=== Your instructions ===
Search the records for the string "banner", then copy each line that has it.

[Records contained in a dataset]
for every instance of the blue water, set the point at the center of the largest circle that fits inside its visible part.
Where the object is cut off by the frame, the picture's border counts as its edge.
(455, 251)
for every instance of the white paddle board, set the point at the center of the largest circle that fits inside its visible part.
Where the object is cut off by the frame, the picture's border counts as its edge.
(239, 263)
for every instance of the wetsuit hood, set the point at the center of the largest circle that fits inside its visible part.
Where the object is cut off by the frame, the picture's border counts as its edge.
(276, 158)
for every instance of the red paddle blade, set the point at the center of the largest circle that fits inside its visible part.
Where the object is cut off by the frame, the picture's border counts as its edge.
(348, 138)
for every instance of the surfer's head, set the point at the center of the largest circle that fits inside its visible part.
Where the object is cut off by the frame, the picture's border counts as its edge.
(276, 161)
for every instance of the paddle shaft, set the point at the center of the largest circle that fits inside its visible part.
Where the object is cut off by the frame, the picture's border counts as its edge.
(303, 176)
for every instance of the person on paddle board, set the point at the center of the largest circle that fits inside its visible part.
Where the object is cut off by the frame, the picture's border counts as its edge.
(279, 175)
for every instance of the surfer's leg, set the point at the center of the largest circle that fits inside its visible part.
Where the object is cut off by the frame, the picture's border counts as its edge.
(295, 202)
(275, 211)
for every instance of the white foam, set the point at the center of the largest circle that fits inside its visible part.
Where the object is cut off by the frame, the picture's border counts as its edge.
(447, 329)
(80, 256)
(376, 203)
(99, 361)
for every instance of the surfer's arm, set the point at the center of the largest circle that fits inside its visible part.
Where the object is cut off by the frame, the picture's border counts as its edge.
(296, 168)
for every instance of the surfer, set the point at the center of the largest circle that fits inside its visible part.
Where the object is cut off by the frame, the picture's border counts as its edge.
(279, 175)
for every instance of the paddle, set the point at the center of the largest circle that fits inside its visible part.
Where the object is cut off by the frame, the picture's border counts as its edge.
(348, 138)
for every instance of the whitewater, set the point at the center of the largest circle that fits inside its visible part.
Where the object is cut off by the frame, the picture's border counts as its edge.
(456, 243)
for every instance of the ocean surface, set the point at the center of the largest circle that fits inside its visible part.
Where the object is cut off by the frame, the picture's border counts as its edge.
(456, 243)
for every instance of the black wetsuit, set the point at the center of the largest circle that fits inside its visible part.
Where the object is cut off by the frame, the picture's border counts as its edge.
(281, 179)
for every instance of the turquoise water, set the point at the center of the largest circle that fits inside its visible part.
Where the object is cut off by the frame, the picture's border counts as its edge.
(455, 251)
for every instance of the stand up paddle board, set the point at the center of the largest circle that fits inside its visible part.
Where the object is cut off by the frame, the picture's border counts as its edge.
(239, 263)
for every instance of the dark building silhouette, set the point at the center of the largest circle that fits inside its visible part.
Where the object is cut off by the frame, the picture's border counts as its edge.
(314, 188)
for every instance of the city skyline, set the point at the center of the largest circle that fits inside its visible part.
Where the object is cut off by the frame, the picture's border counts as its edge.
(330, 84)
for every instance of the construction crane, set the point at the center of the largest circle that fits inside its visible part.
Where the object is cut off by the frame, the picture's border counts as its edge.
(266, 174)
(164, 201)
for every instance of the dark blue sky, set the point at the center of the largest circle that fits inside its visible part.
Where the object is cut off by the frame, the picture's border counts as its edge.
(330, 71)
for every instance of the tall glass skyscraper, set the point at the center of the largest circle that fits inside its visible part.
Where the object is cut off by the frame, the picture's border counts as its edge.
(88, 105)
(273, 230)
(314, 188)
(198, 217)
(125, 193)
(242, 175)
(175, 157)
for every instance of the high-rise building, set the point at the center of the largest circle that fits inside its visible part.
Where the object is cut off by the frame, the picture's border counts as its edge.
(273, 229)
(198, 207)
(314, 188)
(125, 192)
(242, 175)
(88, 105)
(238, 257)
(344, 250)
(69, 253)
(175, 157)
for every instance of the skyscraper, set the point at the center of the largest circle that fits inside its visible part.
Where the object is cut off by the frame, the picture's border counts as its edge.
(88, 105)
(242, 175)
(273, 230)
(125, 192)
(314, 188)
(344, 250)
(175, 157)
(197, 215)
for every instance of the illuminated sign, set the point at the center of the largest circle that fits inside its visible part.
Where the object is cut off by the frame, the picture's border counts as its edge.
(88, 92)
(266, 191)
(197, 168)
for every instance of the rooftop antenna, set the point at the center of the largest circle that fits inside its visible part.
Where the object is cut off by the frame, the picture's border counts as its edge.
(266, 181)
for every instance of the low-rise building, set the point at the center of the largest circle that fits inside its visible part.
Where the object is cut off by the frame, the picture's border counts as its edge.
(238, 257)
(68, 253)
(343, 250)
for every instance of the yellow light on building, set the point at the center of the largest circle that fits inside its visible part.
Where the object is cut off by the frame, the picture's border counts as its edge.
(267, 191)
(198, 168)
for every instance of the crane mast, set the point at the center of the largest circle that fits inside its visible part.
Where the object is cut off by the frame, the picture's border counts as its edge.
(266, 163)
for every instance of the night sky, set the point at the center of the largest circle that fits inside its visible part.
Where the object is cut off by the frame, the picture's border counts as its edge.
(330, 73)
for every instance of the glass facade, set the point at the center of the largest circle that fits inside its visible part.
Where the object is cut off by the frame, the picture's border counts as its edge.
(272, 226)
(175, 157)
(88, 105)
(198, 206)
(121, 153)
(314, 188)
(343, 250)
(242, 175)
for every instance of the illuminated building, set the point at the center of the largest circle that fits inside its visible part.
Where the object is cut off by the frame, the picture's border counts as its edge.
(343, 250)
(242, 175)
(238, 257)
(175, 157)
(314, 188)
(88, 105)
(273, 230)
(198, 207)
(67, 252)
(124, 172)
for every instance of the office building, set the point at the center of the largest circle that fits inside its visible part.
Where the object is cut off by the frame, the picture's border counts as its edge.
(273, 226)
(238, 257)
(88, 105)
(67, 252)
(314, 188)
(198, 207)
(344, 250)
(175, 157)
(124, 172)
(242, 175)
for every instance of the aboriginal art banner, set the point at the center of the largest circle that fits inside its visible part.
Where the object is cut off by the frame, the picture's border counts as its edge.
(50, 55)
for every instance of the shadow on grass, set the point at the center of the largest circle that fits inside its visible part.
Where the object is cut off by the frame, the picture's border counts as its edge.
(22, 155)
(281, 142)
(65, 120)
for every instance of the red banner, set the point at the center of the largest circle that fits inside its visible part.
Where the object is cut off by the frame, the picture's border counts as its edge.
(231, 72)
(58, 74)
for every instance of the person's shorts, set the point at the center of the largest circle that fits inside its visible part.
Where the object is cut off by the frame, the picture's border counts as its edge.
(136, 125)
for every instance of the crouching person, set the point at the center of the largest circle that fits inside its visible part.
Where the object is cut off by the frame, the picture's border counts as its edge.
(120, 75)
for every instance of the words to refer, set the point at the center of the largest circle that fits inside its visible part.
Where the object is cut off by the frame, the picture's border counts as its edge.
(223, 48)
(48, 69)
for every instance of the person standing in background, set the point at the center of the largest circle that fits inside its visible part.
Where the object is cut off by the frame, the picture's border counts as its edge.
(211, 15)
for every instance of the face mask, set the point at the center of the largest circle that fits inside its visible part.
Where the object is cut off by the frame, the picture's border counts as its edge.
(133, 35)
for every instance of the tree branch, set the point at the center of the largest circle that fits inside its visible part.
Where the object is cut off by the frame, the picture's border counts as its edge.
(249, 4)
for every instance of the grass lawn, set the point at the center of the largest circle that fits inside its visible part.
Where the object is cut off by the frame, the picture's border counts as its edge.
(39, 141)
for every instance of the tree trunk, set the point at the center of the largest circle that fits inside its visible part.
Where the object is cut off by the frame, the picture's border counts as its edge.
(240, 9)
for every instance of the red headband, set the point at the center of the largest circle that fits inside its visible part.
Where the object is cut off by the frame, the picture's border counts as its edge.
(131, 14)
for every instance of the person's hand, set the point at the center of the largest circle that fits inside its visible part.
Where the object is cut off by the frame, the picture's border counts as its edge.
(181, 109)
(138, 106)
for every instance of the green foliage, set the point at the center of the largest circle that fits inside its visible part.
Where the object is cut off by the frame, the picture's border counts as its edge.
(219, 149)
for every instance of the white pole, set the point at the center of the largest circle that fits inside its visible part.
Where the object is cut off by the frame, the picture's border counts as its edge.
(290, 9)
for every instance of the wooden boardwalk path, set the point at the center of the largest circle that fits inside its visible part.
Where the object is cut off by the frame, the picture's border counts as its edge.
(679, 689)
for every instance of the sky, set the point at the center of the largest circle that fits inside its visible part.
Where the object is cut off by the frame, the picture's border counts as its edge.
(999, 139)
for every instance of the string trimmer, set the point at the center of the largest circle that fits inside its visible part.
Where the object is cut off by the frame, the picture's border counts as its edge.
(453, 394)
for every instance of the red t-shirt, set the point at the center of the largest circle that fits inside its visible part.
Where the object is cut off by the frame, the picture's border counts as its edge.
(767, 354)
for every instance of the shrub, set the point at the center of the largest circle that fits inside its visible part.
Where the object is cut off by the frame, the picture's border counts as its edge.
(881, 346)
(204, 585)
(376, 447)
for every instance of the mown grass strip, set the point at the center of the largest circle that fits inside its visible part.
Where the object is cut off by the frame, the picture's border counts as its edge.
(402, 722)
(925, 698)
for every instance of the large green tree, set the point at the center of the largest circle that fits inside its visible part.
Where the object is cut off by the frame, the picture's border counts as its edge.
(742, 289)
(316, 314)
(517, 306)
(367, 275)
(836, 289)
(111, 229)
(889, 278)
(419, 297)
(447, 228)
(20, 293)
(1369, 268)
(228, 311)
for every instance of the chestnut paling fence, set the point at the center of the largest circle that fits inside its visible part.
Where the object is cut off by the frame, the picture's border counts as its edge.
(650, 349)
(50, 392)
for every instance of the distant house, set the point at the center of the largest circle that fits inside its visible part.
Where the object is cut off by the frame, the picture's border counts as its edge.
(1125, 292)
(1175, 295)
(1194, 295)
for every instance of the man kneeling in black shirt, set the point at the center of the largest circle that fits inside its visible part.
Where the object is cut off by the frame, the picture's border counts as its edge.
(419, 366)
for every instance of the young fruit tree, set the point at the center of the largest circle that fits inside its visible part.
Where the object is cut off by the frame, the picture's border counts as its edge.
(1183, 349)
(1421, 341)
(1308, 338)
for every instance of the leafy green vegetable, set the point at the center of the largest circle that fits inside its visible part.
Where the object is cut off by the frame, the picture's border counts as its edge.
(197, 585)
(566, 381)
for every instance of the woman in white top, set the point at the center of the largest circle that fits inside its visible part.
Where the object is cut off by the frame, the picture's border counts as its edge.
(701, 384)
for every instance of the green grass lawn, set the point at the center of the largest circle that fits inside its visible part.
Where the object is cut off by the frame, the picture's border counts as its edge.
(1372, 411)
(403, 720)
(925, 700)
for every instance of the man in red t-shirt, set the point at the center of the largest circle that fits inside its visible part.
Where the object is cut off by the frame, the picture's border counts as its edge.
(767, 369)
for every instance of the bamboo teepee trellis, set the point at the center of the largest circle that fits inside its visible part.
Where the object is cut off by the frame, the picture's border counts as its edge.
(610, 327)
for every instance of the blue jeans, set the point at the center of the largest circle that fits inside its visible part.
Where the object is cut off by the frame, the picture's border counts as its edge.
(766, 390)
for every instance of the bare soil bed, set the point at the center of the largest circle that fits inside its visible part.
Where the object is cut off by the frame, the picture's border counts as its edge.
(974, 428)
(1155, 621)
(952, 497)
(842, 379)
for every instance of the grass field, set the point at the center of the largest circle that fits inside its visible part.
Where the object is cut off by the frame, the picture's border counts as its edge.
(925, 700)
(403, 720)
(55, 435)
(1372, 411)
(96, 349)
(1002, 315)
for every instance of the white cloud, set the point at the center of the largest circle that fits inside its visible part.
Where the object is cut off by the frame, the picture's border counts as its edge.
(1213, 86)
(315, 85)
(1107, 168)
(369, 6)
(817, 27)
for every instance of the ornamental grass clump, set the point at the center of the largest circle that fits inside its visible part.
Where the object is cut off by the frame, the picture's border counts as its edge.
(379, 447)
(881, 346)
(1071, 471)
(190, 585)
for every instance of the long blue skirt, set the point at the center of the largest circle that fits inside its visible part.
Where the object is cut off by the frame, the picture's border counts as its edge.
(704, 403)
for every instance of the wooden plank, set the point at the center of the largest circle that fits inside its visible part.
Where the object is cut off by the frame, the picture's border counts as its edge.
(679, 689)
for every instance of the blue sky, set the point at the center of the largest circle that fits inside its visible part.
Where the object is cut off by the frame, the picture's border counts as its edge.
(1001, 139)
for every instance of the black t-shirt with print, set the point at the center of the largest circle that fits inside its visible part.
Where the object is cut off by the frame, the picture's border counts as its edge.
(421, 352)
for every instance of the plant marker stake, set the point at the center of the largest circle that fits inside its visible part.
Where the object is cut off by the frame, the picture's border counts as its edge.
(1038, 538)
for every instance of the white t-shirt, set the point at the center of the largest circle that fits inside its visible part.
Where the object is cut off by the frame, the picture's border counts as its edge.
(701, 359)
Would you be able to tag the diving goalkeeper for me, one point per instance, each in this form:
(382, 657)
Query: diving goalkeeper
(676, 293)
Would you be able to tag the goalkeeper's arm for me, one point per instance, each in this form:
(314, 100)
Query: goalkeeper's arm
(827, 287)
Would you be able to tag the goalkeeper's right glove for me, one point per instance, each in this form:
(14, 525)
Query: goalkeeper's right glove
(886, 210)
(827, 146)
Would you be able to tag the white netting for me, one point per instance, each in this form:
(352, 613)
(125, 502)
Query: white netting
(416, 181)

=== Output below ===
for every instance of the aboriginal art banner, set the point at the center of the largest circle that fits inside its visible part.
for every instance of the red banner, set the point at the center of the largest circle that fits inside its visible part.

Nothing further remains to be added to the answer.